What is required →
Render every record below as a two-column CSV headed input and output, one row per record, with the record's text under input and its answer under output. Enclose each value in double quotes and replace its line breaks with spaces.

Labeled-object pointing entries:
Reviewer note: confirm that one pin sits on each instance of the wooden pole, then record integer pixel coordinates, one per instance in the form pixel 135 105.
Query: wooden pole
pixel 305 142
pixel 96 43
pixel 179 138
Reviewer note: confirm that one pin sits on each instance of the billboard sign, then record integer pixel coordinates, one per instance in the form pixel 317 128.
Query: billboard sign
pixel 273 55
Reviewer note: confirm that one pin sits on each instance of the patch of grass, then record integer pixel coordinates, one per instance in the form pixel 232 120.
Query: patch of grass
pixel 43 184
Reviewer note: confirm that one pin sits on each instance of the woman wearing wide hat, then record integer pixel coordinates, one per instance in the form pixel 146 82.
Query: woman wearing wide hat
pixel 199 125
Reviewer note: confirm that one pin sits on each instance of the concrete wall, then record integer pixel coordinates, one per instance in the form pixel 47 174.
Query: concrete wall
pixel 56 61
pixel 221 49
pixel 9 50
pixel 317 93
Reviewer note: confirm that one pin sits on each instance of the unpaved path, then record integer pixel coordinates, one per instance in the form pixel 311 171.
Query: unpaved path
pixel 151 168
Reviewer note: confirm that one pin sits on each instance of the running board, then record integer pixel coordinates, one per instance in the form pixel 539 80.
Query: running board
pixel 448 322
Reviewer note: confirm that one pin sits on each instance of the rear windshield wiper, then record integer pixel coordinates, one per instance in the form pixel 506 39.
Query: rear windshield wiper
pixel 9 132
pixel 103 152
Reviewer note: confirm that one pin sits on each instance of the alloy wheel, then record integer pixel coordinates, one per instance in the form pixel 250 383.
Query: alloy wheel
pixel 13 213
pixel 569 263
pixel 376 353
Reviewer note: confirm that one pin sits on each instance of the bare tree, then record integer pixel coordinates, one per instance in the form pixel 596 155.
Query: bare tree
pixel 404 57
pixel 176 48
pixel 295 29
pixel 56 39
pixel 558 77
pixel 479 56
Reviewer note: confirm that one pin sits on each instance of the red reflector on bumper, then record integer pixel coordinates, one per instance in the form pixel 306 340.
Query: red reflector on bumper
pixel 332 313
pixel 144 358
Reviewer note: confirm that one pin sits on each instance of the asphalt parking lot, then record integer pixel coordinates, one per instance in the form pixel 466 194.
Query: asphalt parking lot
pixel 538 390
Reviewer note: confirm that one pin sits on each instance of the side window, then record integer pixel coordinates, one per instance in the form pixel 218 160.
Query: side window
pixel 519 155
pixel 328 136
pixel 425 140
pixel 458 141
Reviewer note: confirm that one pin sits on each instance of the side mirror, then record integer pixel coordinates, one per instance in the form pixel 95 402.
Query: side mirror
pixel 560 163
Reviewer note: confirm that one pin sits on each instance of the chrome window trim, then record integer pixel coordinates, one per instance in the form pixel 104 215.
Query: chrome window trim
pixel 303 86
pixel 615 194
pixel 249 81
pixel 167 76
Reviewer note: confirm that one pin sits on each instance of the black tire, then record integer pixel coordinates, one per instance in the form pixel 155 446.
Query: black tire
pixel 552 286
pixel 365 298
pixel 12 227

Result of this exercise →
input,output
"Reviewer note: confirm that one pin sits on each instance of the wooden pole, then record integer pixel coordinates, one per instance in the form pixel 135 105. Query: wooden pole","pixel 305 142 pixel 96 43 pixel 179 138"
"Reviewer note: confirm that one pin sits on each instance of the billboard sign, then record integer pixel coordinates, one per instance in the form pixel 317 128. Query: billboard sign","pixel 273 55"
"Reviewer note: confirm that one pin sits on each instance of the patch of grass, then record integer pixel coordinates, one per instance in the form pixel 232 120. Query: patch of grass","pixel 43 184"
"Reviewer note: confirm that one pin sits on each instance of the woman wearing wide hat, then record integer pixel coordinates, one per instance in the form pixel 146 82. Query: woman wearing wide hat","pixel 199 125"
"Reviewer note: confirm that one pin sits on each instance of the concrete wall, then record integer pixel coordinates, one per instance in the form pixel 47 174. Query: concrete wall","pixel 56 61 pixel 221 49 pixel 9 50 pixel 317 93"
"Reviewer note: confirm that one pin sits on each instance of the unpaved path, then record integer pixel coordinates, one per instance in the form pixel 311 171. Query: unpaved path","pixel 151 168"
"Reviewer note: confirm that one pin sits on each instance of the running board, then record integer pixel coordinates, one per instance in the form pixel 539 80. Query: running board","pixel 448 322"
"Reviewer note: confirm that one pin sits on each instance of the rear windshield wiper, then record integer pixel coordinates, one per instance in the form pixel 506 39. Query: rear windshield wiper","pixel 9 132 pixel 103 152"
"Reviewer note: confirm that one pin sits on each instance of the alloy wheel, then record integer pixel coordinates, one per instance in the form pixel 250 383. Query: alloy wheel","pixel 13 213 pixel 569 263 pixel 376 353"
"Reviewer note: confirm that one pin sits on each instance of the bare tree, then record integer pixel coordinates, one per instance in the form pixel 596 155. Query: bare tree","pixel 404 57 pixel 176 48 pixel 295 29 pixel 56 39 pixel 558 77 pixel 479 56"
"Reviewer note: confirm that one pin sits on each instance of the red reflector on bumper, then record integer pixel coordinates, one per instance in the form pixel 306 340. Query: red reflector on bumper","pixel 332 313 pixel 144 358"
"Reviewer note: confirm that one pin sits on each instance of the asphalt parking lot, then record integer pixel coordinates, one per instance in the form pixel 466 194. Query: asphalt parking lot","pixel 538 390"
"Reviewer note: confirm that one pin sits on each instance of the side window, then record integer pixel coordinates, one per instance in the form pixel 218 160. Query: side window","pixel 519 155 pixel 328 136 pixel 425 140 pixel 458 141"
"Reviewer note: confirm that one pin sits on each instance of the side mirror, then record integer pixel coordinates, one per instance in the form pixel 95 402. Query: side mirror","pixel 560 163"
"Reviewer note: confirm that one pin sits on each instance of the chrome window trim, then record integer pixel coordinates, one per instance in the form pixel 104 215. Query: chrome window trim","pixel 303 86 pixel 615 194 pixel 249 81 pixel 167 76"
"Reviewer note: confirm that one pin sits on each instance of the black tire, then record integer pixel coordinates, one per instance in the form pixel 155 446. Query: black tire","pixel 552 286 pixel 365 298 pixel 12 227"